Sam va Mieux : Un texte qui traite de la folie d’un homme qui se retrouve seul avec un enfant dans une métropole et qui, tous les jours, part à la recherche de possibles survivants. Un texte intrigant qui, j’avoue, m’a parfois un peu perdu l’auteur s’amusant avec différents systèmes de narrations. Très vite on se rend compte que ce système colle bien au personnage qui, devant sa solitude, perd la tête malgré son enfant. Puis très vite on se rend compte que tout n’est pas ce qu’on croit jusqu’à une fin assez efficace et surprenant. D’ailleurs une fin en forme de thérapie le personnage retrouvant certains souvenirs pour retrouver, un temps, la raison et repartir dans sa quête qui parait sans espoir. Mais voilà malgré la force de cette nouvelle encore une fois il y a ce manque d’émotion qui fait qu’on ne rentre jamais à 100% dans l’histoire.

Une Stupéfiante Salve d’Escarbilles de Houille Ecarlate : Second texte inédit de ce recueil qui nous raconte l’histoire de Ile qui a reçu le mu par le Barf une sorte de dieu enfant en forme de chat. Ce mu va le changer et mettre à mal son couple avec Aile une ange. Encore une fois on sent la passion de l’auteur pour le mouvement, le changement et cette fois il le traite de façon classique à travers un pourvoir qui permet à notre héros de changer, de s’adapter. L’auteur traite aussi, à travers le Barf, de l’enfance et de son insouciance et son insensibilité surtout quand on sait que le Barf est un dieu et que tout lui est permis. Un texte qui ne manque pas de philosophie, de magie mais qui reste tout de même assez linéaire dans son développement, je l’avoue.

Aucun Souvenir Assez Solide : Voilà une nouvelle courte qui ne fait que deux pages et qui nous compte la plongée d’un homme dans ses souvenirs pour retrouver un être aimée. J’avoue que j’ai du mal à critiquer ce texte, il y a quelque chose d’intéressant mais voilà il est tellement court qu’on n’a pas le temps de vraiment se l’approprier.

Jeu de données
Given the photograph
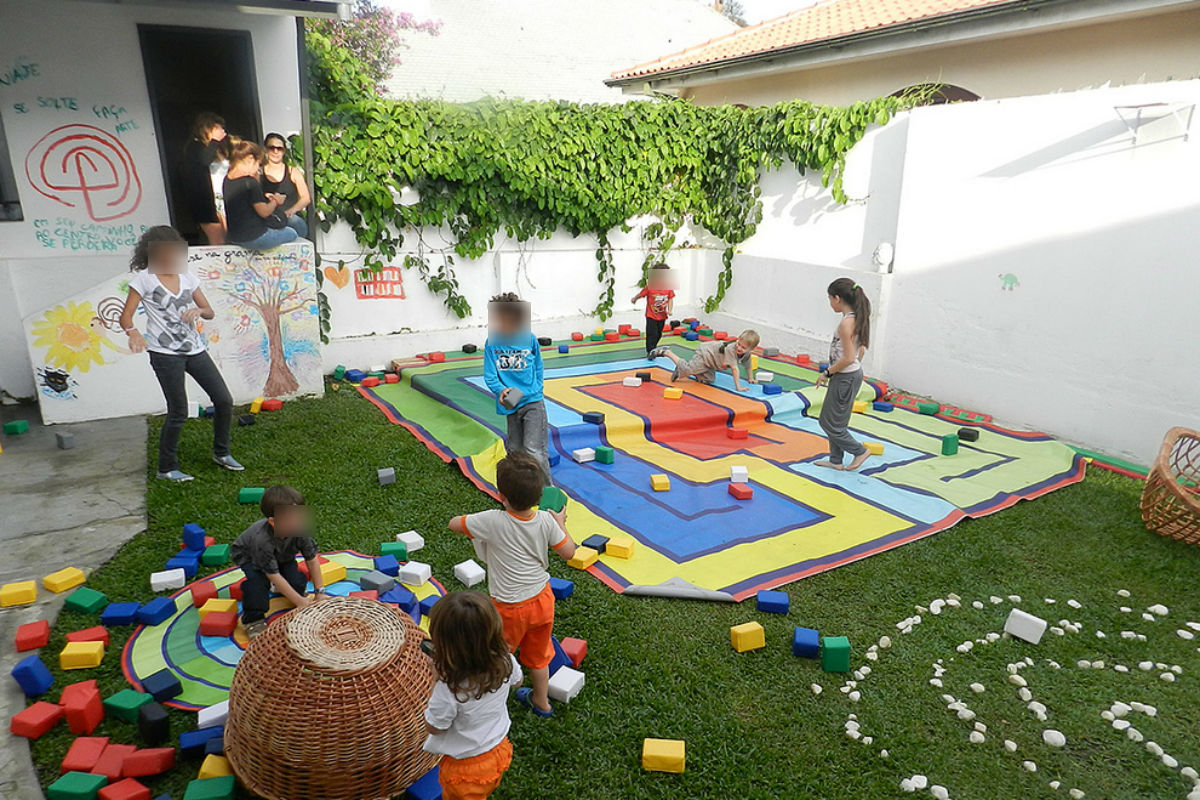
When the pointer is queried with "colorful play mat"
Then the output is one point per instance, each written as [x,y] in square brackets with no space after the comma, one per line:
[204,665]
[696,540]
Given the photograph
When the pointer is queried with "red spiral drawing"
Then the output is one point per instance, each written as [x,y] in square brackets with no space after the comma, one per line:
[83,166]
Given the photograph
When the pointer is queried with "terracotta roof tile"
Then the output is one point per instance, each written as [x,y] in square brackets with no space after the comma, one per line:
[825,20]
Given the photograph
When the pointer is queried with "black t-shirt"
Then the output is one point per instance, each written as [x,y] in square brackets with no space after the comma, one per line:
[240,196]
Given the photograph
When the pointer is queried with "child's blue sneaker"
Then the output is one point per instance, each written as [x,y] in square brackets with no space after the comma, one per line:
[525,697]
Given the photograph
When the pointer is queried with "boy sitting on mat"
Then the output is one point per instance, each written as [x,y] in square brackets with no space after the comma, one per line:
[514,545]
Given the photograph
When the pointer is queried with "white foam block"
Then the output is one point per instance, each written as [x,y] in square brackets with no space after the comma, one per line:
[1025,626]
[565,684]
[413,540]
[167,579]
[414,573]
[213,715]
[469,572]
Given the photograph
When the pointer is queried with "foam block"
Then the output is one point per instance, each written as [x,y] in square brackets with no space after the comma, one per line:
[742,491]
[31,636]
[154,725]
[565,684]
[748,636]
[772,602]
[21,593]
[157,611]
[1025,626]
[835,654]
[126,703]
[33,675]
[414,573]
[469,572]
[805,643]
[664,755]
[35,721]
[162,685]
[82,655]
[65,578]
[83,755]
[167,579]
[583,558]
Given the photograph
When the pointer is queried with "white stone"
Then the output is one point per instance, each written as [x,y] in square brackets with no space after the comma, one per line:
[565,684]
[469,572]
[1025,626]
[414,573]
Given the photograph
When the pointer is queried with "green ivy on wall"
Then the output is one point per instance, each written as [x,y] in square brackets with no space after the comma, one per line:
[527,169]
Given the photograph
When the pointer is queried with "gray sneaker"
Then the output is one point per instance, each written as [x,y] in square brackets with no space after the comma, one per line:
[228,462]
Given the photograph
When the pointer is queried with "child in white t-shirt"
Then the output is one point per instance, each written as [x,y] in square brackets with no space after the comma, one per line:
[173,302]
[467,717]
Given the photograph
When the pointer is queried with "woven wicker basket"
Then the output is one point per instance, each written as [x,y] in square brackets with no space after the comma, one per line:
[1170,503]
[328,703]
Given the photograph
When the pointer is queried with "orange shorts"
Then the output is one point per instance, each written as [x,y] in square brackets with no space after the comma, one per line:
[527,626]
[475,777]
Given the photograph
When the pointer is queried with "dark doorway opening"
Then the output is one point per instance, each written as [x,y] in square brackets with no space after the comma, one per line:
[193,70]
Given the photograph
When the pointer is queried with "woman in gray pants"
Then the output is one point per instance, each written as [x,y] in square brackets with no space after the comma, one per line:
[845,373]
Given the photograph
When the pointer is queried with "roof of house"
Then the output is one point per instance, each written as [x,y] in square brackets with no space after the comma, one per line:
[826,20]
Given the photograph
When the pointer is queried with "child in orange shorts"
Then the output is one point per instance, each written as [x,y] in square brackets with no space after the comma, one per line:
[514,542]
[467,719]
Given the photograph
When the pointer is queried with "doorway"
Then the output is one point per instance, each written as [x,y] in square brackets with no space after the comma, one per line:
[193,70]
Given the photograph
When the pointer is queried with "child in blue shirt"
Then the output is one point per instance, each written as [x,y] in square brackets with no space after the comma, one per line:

Consigne A
Modifiez la critique du recueil en partant de « Sam va Mieux » et en poursuivant jusqu'à « 100% dans l’histoire. », avec « ville » à la place de « métropole ».
Consigne B
D'après la critique du recueil, combien de pages compte la nouvelle Aucun Souvenir Assez Solide ?
Consigne C
Poursuivez la critique du recueil, s'il vous plaît, à partir de l'endroit où elle s'arrête.
Les entrées ont été tirées d'une source distincte.

Réponse A
Sam va Mieux : Un texte qui traite de la folie d’un homme qui se retrouve seul avec un enfant dans une ville et qui, tous les jours, part à la recherche de possibles survivants. Un texte intrigant qui, j’avoue, m’a parfois un peu perdu l’auteur s’amusant avec différents systèmes de narrations. Très vite on se rend compte que ce système colle bien au personnage qui, devant sa solitude, perd la tête malgré son enfant. Puis très vite on se rend compte que tout n’est pas ce qu’on croit jusqu’à une fin assez efficace et surprenant. D’ailleurs une fin en forme de thérapie le personnage retrouvant certains souvenirs pour retrouver, un temps, la raison et repartir dans sa quête qui parait sans espoir. Mais voilà malgré la force de cette nouvelle encore une fois il y a ce manque d’émotion qui fait qu’on ne rentre jamais à 100% dans l’histoire.

Réponse B
Elle ne fait que deux pages.

Réponse C
Un recueil de nouvelles qui ne manque pas de qualités mais aussi qui nous force à réfléchir que ce soit dans cette surconsommation de technologies qui nous prive de liberté ou ce réseau qui finalement ne nous rend pas plus humain ou intéressant, ou encore qui traite de sujet comme l’art, le livre, l’amour, la communication. L’auteur comme à son habitude nous offre une plume vraiment philosophique, prenante et captivante et surtout l’auteur sait jouer avec la langue nous offrant des textes vraiment surprenants et intéressants. Mais voilà parfois l’auteur cherche tellement à jouer avec l’esthétisme, les jeux de mots et la langue qu’il en oublie son histoire et surtout ses personnages, ce qui rend quelques fois les textes absents d’émotions et légèrement froids. Rien de bien dérangeant mais c’est dommage.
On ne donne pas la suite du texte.